# START OF Provided text

That story has lead him to travel around the world to train and compete in Jiu Jitsu tournaments, start coaching at a club, build a sizeable social media following and acquire a Hyperfly sponsorship. Next year he even plans to open his very own Jiu Jitsu Academy – “Dare Devil Grappling”.

As a grappler who has managed to overcome significant adversity, to succeed in not only one but two sports against sighted athletes despite being blind, Clinton has a lot of insight on what made him so successful. He was kind enough to share these with me:

1. Find Out If You Really Want What You Say You Want

First of all, you have to know whether you truly want what you’re telling everyone that you want to achieve. Whether you want to be a world champion or you want to make a million dollars. Your dreams sound all good and shiny in your thoughts. Like yeah, that’d be nice to have, but it’s what you are willing to sacrifice to get what you want.

# END OF Provided text
# START OF Recorded data

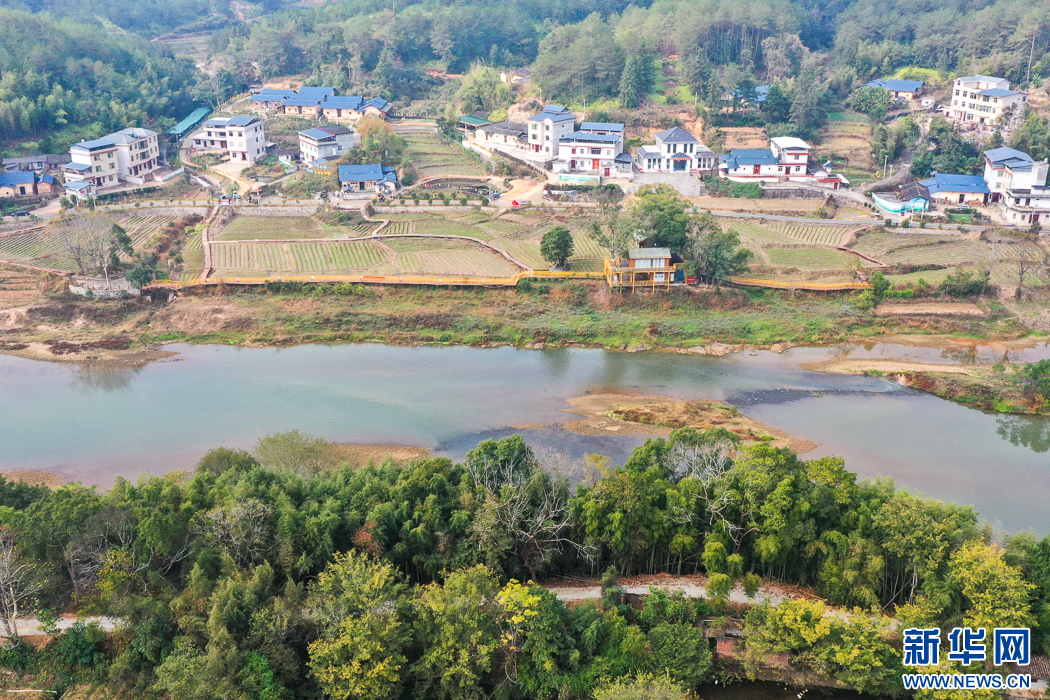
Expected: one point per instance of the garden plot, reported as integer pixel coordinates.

# END OF Recorded data

→ **Work to complete**: Quote the Jiu Jitsu passage word for word, everything from "First of all, you" down to "what you want.".

→ **Answer to this exercise**:
First of all, you have to know whether you truly want what you’re telling everyone that you want to achieve. Whether you want to be a world champion or you want to make a million dollars. Your dreams sound all good and shiny in your thoughts. Like yeah, that’d be nice to have, but it’s what you are willing to sacrifice to get what you want.